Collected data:
##############################
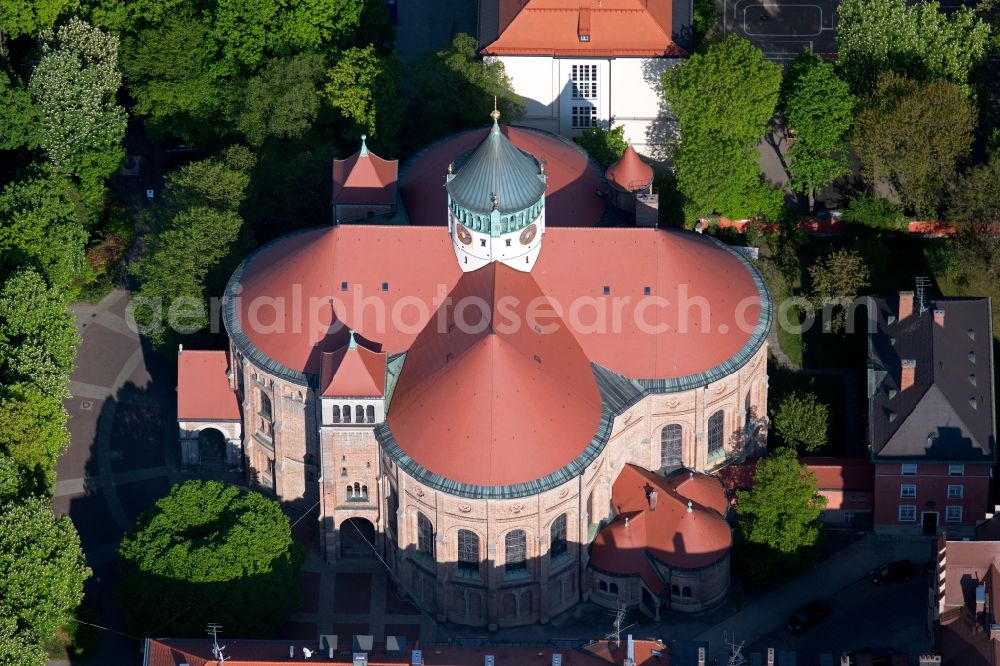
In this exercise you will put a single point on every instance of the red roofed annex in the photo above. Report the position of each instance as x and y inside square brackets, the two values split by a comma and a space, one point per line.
[516, 404]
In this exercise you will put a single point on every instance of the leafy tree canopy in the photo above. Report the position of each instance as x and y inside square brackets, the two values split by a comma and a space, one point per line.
[38, 336]
[74, 84]
[208, 552]
[28, 17]
[728, 92]
[604, 145]
[782, 511]
[975, 198]
[39, 227]
[453, 89]
[914, 134]
[802, 421]
[283, 100]
[919, 41]
[42, 570]
[364, 87]
[837, 280]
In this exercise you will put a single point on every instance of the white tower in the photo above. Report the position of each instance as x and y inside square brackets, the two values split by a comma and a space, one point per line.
[496, 204]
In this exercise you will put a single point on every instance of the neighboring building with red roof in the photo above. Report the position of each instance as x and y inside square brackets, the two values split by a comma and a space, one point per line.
[931, 414]
[460, 393]
[208, 413]
[668, 546]
[580, 63]
[364, 186]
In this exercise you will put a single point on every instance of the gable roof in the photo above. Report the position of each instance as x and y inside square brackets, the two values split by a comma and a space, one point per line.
[353, 371]
[947, 413]
[365, 178]
[203, 391]
[610, 27]
[680, 531]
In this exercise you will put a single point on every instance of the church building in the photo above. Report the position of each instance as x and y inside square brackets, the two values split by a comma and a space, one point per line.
[506, 388]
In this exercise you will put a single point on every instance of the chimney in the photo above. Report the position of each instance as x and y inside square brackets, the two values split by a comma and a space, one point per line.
[905, 304]
[907, 374]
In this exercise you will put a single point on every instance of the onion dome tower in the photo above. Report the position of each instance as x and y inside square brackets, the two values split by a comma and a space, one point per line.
[496, 204]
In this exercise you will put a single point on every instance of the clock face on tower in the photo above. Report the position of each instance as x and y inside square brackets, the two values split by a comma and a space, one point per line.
[528, 234]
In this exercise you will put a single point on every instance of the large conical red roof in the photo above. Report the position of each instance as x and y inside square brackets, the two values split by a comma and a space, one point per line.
[630, 172]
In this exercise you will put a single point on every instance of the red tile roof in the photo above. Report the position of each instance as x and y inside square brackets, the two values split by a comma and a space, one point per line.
[477, 395]
[203, 391]
[614, 28]
[198, 652]
[670, 533]
[364, 178]
[630, 173]
[657, 339]
[353, 372]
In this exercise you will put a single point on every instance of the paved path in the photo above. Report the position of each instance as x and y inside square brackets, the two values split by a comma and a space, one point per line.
[832, 575]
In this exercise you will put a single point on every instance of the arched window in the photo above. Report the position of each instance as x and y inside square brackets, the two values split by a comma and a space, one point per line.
[670, 445]
[557, 537]
[425, 535]
[468, 551]
[715, 424]
[515, 550]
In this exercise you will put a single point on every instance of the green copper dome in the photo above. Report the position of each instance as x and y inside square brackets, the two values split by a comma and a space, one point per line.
[497, 176]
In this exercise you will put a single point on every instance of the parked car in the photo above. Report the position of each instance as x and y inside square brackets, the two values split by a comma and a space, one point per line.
[815, 611]
[892, 572]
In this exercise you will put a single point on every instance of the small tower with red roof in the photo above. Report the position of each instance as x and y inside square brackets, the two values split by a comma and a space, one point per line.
[631, 187]
[364, 186]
##############################
## Problem
Output the data exactly, pictures omitted.

## Written response
In this exercise you will put a single point on every instance of the red roofed annex in the photo above. Report the position of each instance as x and y inside square brackets, the two values split by a comma and a space, one point per line.
[516, 404]
In this exercise you will put a single point on every instance of the leafy tree canopy in the photo above. Report the position of each instance as x and y inside square brackets, the two values split by a comma and a space, one point per line.
[38, 336]
[74, 84]
[208, 552]
[28, 17]
[728, 92]
[604, 145]
[782, 511]
[975, 198]
[39, 227]
[453, 89]
[914, 134]
[802, 421]
[283, 100]
[919, 41]
[42, 570]
[364, 87]
[837, 280]
In this exercise you will put a single point on every instance of the white tower in the photo above. Report the position of each instance as x and y inside square brackets, the two values split by a comma and a space, one point per line.
[496, 204]
In this exercise you will put a single point on every instance of the neighboring building with red roof in the photo above. Report the position of each instance as x and y inside square brackets, the two values split by a comma and a space, one point per line.
[931, 414]
[460, 393]
[208, 413]
[668, 546]
[580, 63]
[364, 186]
In this exercise you will put a single point on every instance of the gable roof in the photo above. Report the position of each instance as x and y inside square brackets, the two values split by a comma and a space, one point per line.
[353, 371]
[947, 413]
[365, 178]
[203, 391]
[610, 27]
[680, 531]
In this exercise you will put a single point on every instance of the church building in the photo above. Report the position of each instance as x and y inside square brackets, the two values split by a comma and a space, one point per line.
[506, 388]
In this exercise you will put a single point on every instance of the chimney in the photo above. Report the position of each instance as x and y inside square brackets, the two values split by a comma and a space, one point per line.
[905, 304]
[907, 374]
In this exercise you will put a single point on every instance of the onion dome tower in the photo above. Report the position of each instance as x and y inside square brackets, the two values split by a comma and a space, one point per line.
[496, 204]
In this exercise you will put a single point on every instance of the clock face on tower in the photo above. Report the position of each instance as x and y inside square brackets, the two values split by a comma and a space, one point per line.
[528, 234]
In this exercise you will put a single point on every instance of the large conical red roof in the photo above. Report the position of each instance as x and y inside square brackets, the two values split by a comma and a space, one point per line.
[630, 172]
In this exercise you will put a single point on every instance of the red tile roof in the photo above. Report the position of each instance as x and y inside square brackets, the two values split by a comma and a space, one point per line.
[477, 395]
[203, 391]
[614, 28]
[198, 652]
[670, 533]
[364, 178]
[630, 173]
[657, 339]
[353, 372]
In this exercise you will put a single point on every instance of the paved path in the photo above. Report the position of each instance as x and y inside square brackets, the two values split by a comma and a space, one point per line.
[832, 575]
In this exercise you will put a single point on every instance of the arched window in the photo above. Report the position of each instance as x and y inside square brackets, the two values split by a comma and a space, one point per line.
[670, 445]
[557, 537]
[425, 535]
[468, 551]
[715, 424]
[515, 550]
In this exercise you will put a single point on every instance of the green copper dome in the photo above. Report the position of each instance as x and y inside square brackets, the two values split by a comma and a space, one point per line.
[497, 176]
In this exercise you will put a single point on every instance of the parked car in the photo above. Report the position of each instance as x and y inside square brackets, the two values split by a comma and a space, one point per line.
[815, 611]
[892, 572]
In this exercise you will put a single point on every instance of the small tower with red roof in the photo above. Report the position of each instance as x and y inside square brackets, the two values split by a comma and a space, one point per line.
[631, 187]
[364, 186]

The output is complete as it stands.